== TASK DETAILS ==
Only the pictures stay out; every record is to be quoted exactly.

===== RECORDS FOR PROCESSING =====

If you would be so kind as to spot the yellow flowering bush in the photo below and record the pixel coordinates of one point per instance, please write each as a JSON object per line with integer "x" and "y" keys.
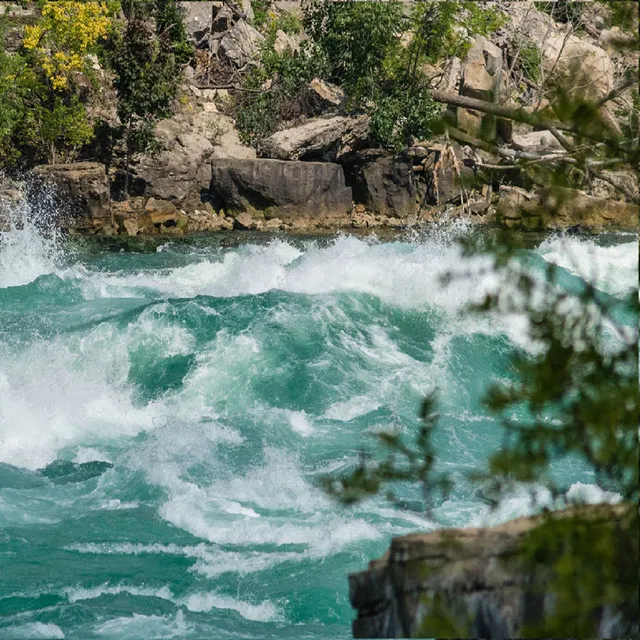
{"x": 67, "y": 32}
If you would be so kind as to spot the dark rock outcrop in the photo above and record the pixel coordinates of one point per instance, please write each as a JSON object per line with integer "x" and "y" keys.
{"x": 384, "y": 184}
{"x": 474, "y": 579}
{"x": 279, "y": 188}
{"x": 81, "y": 190}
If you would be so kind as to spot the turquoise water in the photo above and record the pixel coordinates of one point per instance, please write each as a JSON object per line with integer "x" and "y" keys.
{"x": 197, "y": 393}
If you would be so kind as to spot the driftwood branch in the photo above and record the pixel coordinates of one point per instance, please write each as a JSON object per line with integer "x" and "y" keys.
{"x": 500, "y": 110}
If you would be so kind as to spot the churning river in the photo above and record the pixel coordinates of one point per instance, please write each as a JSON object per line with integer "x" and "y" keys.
{"x": 165, "y": 418}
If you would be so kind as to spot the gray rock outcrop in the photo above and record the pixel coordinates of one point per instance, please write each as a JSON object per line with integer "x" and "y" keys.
{"x": 475, "y": 583}
{"x": 323, "y": 139}
{"x": 181, "y": 172}
{"x": 279, "y": 188}
{"x": 198, "y": 17}
{"x": 481, "y": 79}
{"x": 81, "y": 189}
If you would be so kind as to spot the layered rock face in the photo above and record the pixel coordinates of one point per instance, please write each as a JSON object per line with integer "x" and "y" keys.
{"x": 81, "y": 189}
{"x": 280, "y": 188}
{"x": 474, "y": 579}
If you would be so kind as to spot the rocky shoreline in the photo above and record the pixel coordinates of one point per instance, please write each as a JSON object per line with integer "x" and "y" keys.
{"x": 323, "y": 170}
{"x": 479, "y": 578}
{"x": 292, "y": 197}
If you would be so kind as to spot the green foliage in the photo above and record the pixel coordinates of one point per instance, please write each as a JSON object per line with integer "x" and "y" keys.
{"x": 275, "y": 91}
{"x": 171, "y": 28}
{"x": 12, "y": 104}
{"x": 529, "y": 60}
{"x": 289, "y": 23}
{"x": 398, "y": 117}
{"x": 355, "y": 38}
{"x": 260, "y": 11}
{"x": 622, "y": 14}
{"x": 146, "y": 81}
{"x": 563, "y": 10}
{"x": 593, "y": 558}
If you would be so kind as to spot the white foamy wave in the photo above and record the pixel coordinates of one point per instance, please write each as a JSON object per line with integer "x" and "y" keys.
{"x": 529, "y": 500}
{"x": 33, "y": 631}
{"x": 351, "y": 408}
{"x": 30, "y": 247}
{"x": 210, "y": 560}
{"x": 140, "y": 626}
{"x": 77, "y": 594}
{"x": 75, "y": 389}
{"x": 262, "y": 612}
{"x": 613, "y": 269}
{"x": 406, "y": 274}
{"x": 582, "y": 493}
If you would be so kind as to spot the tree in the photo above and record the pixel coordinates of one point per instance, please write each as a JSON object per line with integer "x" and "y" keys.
{"x": 579, "y": 393}
{"x": 43, "y": 106}
{"x": 146, "y": 80}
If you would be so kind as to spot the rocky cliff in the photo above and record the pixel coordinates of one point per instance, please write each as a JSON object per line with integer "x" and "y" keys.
{"x": 472, "y": 171}
{"x": 475, "y": 583}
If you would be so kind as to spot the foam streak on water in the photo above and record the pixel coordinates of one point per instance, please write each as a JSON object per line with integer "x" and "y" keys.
{"x": 221, "y": 384}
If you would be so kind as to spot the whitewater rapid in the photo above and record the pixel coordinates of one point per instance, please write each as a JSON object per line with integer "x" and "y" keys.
{"x": 221, "y": 384}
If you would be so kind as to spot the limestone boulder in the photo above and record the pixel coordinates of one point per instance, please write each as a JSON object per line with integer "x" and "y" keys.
{"x": 482, "y": 80}
{"x": 282, "y": 189}
{"x": 481, "y": 74}
{"x": 81, "y": 190}
{"x": 181, "y": 172}
{"x": 240, "y": 44}
{"x": 321, "y": 97}
{"x": 325, "y": 139}
{"x": 198, "y": 18}
{"x": 582, "y": 68}
{"x": 447, "y": 177}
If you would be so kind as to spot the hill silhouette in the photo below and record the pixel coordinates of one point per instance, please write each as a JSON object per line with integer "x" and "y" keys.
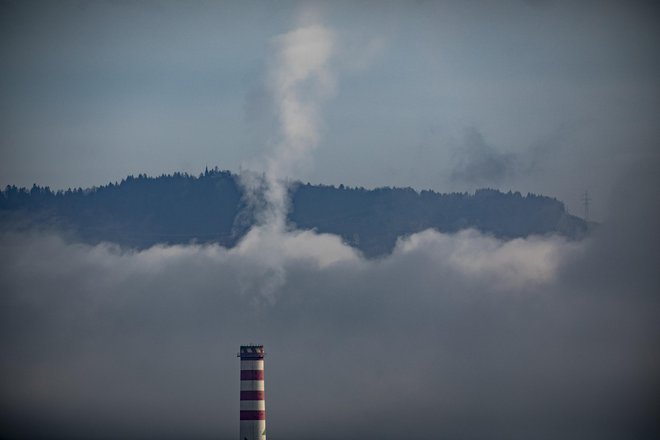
{"x": 142, "y": 211}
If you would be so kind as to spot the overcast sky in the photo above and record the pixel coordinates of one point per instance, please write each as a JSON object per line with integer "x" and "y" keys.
{"x": 451, "y": 335}
{"x": 540, "y": 96}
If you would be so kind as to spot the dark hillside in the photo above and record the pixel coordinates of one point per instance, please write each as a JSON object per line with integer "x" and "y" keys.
{"x": 142, "y": 211}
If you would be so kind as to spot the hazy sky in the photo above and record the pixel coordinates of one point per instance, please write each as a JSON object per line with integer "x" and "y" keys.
{"x": 460, "y": 335}
{"x": 540, "y": 96}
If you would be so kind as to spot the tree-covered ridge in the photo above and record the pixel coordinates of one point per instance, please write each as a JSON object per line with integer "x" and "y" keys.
{"x": 180, "y": 208}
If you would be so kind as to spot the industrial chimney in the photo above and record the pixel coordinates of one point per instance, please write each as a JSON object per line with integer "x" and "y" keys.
{"x": 253, "y": 405}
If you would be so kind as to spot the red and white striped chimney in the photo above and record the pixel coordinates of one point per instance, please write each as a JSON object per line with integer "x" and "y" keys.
{"x": 253, "y": 404}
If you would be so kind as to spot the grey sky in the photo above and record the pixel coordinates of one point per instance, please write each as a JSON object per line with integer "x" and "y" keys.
{"x": 451, "y": 336}
{"x": 93, "y": 91}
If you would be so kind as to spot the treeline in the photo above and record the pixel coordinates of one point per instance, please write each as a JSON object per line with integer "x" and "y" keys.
{"x": 180, "y": 208}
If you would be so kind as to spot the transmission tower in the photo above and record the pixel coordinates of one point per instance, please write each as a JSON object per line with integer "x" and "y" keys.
{"x": 586, "y": 200}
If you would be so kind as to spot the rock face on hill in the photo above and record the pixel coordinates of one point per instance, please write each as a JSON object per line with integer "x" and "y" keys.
{"x": 172, "y": 209}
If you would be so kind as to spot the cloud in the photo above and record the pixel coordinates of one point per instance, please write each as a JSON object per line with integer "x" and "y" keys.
{"x": 460, "y": 334}
{"x": 479, "y": 162}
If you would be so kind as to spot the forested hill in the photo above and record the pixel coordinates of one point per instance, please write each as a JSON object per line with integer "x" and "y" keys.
{"x": 180, "y": 208}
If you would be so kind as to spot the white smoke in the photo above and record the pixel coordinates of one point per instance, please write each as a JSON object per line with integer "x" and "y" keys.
{"x": 300, "y": 80}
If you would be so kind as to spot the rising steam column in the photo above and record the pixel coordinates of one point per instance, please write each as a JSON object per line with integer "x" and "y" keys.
{"x": 253, "y": 404}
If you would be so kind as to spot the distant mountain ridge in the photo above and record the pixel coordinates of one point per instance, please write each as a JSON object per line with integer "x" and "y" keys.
{"x": 180, "y": 208}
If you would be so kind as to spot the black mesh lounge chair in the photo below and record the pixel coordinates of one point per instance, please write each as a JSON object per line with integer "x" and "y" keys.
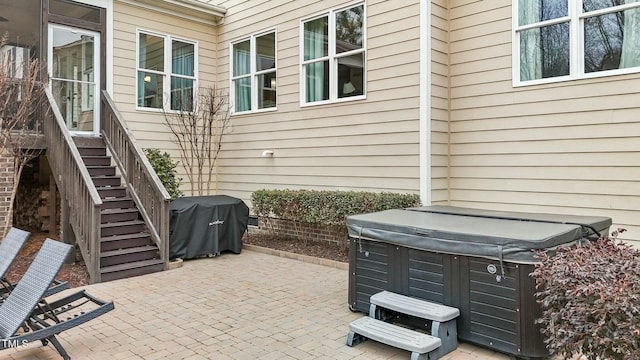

=====

== ANSWER TO THE EXERCISE ==
If you would be so kind as to spot the yellow flowering bush in the photo below and record the pixel coordinates of one point per instance, please write each as a JSON object per line with integer "x" and "y" keys.
{"x": 67, "y": 32}
If you would be so kind as to spot the dark rock outcrop in the photo above and record the pixel coordinates of one point per instance, please write each as a JSON object per line with integer "x" and "y" keys.
{"x": 384, "y": 184}
{"x": 474, "y": 579}
{"x": 279, "y": 188}
{"x": 81, "y": 190}
If you would be so kind as to spot the turquoise water in the photo above and record the pixel coordinates of one point per instance, please write each as a JSON object per line with integer "x" and "y" keys.
{"x": 197, "y": 393}
If you would be so kind as to spot the driftwood branch in the photo above and record the pixel coordinates of one point per instance, please write each as a JSON object per line with integer "x" and "y" keys.
{"x": 500, "y": 110}
If you would be so kind as to spot the churning river in the photo above and record the pixel coordinates of one point per instance, please write each as a JSON object per line with integer "x" and "y" keys.
{"x": 165, "y": 418}
If you would be so kind as to spot the gray rock outcrop in the photo above and record the pixel coordinates of one point per instance, please write each as a JSON object per line with integer "x" and "y" keys.
{"x": 475, "y": 583}
{"x": 323, "y": 139}
{"x": 181, "y": 172}
{"x": 279, "y": 188}
{"x": 198, "y": 17}
{"x": 481, "y": 79}
{"x": 81, "y": 189}
If you would be so kind as to spot the layered rock face in the photo above and record the pixel coordinates of one point per instance, please write each as a JSON object per line with integer "x" and "y" keys.
{"x": 81, "y": 189}
{"x": 280, "y": 188}
{"x": 474, "y": 579}
If you would be so kind as to spot the rocky shoreline in the photo above and record the pixel coordinates of one point per instance, please write each as a JSON object per line with integer "x" and "y" keys.
{"x": 323, "y": 170}
{"x": 479, "y": 578}
{"x": 292, "y": 197}
If you would be so kind as to spot the green foliage in the photo above and record the pixel coordinates of one point per instance, please write each as a JSON object per line with integer "x" and "y" keys.
{"x": 275, "y": 91}
{"x": 171, "y": 28}
{"x": 12, "y": 104}
{"x": 529, "y": 60}
{"x": 289, "y": 23}
{"x": 398, "y": 117}
{"x": 355, "y": 38}
{"x": 260, "y": 11}
{"x": 622, "y": 14}
{"x": 146, "y": 81}
{"x": 563, "y": 10}
{"x": 593, "y": 558}
If you would be so kind as to spot the white foamy wave in the photo above and record the pixel coordinates of one point per instance, please write each as a JSON object per line with integer "x" and "y" keys.
{"x": 529, "y": 500}
{"x": 33, "y": 631}
{"x": 351, "y": 408}
{"x": 30, "y": 247}
{"x": 210, "y": 560}
{"x": 140, "y": 626}
{"x": 77, "y": 594}
{"x": 75, "y": 389}
{"x": 262, "y": 612}
{"x": 613, "y": 269}
{"x": 406, "y": 274}
{"x": 582, "y": 493}
If you would be so kind as to spot the tree in the photo above and record the pixel coordinates of one point per instance, please write each as a JSON object per line with integer "x" and "y" keys.
{"x": 579, "y": 393}
{"x": 43, "y": 106}
{"x": 146, "y": 80}
If you would be so kind as to spot the rocky cliff in the photo above and record the pixel coordinates of one point per instance, please write each as a JSON object per line with integer "x" and "y" keys.
{"x": 472, "y": 171}
{"x": 475, "y": 583}
If you would be so kind as to spot the foam streak on water in the photo above and record the pixel coordinates of one point per instance, please write each as a JSON object per line with integer "x" and "y" keys.
{"x": 221, "y": 384}
If you would be so kind as to spot the whitewater rapid in the photo above and record the pixel coordinates of one point per instance, please write each as a JSON object per line with integer "x" and "y" keys.
{"x": 221, "y": 384}
If you would be so kind as to spot the limestone boulder in the photo above and record the pixel coordinates of one point per instance, please write each as a JSON object per line with integer "x" and "y" keys.
{"x": 482, "y": 80}
{"x": 282, "y": 189}
{"x": 481, "y": 74}
{"x": 81, "y": 190}
{"x": 181, "y": 172}
{"x": 240, "y": 44}
{"x": 321, "y": 97}
{"x": 325, "y": 139}
{"x": 198, "y": 18}
{"x": 582, "y": 68}
{"x": 447, "y": 177}
If you would be so kind as to spot the hill silhouette in the photo below and record the pixel coordinates of one point per instance, please write each as a JSON object per line with integer "x" and "y" keys.
{"x": 142, "y": 211}
If you would be so kind as to spot the overcast sky in the photo above and record the pixel coordinates of one point per instance, please write each as a JSON object per line with integer "x" and "y" keys.
{"x": 451, "y": 335}
{"x": 540, "y": 96}
If you would be so kind as to spot the dark hillside in the photo above and record the pixel coordinates of one point per instance, please write each as a JSON object per line with integer "x" and "y" keys.
{"x": 142, "y": 211}
If you would be so kind as to spot the hazy sky in the photo above and record the pixel coordinates of one point per instance, please write each as a JSON object per line with integer "x" and "y" keys.
{"x": 460, "y": 335}
{"x": 540, "y": 96}
If you would be so kind as to spot the tree-covered ridge in the photo above and record the pixel coordinates of one point per instance, please write each as a JSON object per line with integer "x" and "y" keys.
{"x": 180, "y": 208}
If you would be so kind as to spot the industrial chimney in the photo above and record the pixel coordinates of one point per instance, please write each as a JSON object per line with integer "x" and "y" keys.
{"x": 253, "y": 405}
If you would be so kind as to spot the red and white striped chimney in the photo above and record the pixel coordinates of one point per instance, please write each as a JSON object per line with integer "x" and "y" keys.
{"x": 253, "y": 404}
If you would be so kind as to spot the grey sky in the photo above and record the pixel coordinates of one point per instance, please write each as a JSON object per line with integer "x" and "y" keys.
{"x": 451, "y": 336}
{"x": 93, "y": 91}
If you would be so kind as to spot the treeline in the photo above and record the pixel coordinates of one point per instance, please write each as a JSON object per line with integer "x" and "y" keys.
{"x": 180, "y": 208}
If you would be so kind as to spot the transmission tower in the photo above and record the pixel coordinates of one point per instance, please write each as a JSON object per line with integer "x" and "y" keys.
{"x": 586, "y": 200}
If you would be so kind as to spot the rock face on hill in the photo above and record the pixel coordinates of one point per instance, please write each as a JSON object per line with integer "x" and "y" keys.
{"x": 172, "y": 209}
If you would be so kind as to spot the cloud in the photo above and record the pixel coordinates of one point per instance, please write each as a JSON object per line with integer "x" and "y" keys.
{"x": 460, "y": 334}
{"x": 479, "y": 162}
If you would be so kind as to spot the forested hill in the photo above and record the pixel coordinates of one point per instance, please write each as a JSON object per line with integer "x" and "y" keys.
{"x": 180, "y": 208}
If you would be so kind as to spot the white smoke in the photo above and record the pixel coordinates of one point per instance, please write each as a JSON object per line with integer "x" and "y" keys.
{"x": 300, "y": 80}
If you would be so kind as to spot the rising steam column in the photo above and record the pixel coordinates of one point per instance, please write each as a JSON object per line with integer "x" and "y" keys.
{"x": 253, "y": 404}
If you would be so kind as to spot the distant mountain ridge in the photo above and record the pixel coordinates of one point per instance, please write each as a JSON object per line with integer "x" and "y" keys.
{"x": 180, "y": 208}
If you would be so kind as to spot the black mesh lounge chair in the photo below and record the pixel coordinates of one point per instance, please write each as a JSON object per line with integer "x" and "y" keys.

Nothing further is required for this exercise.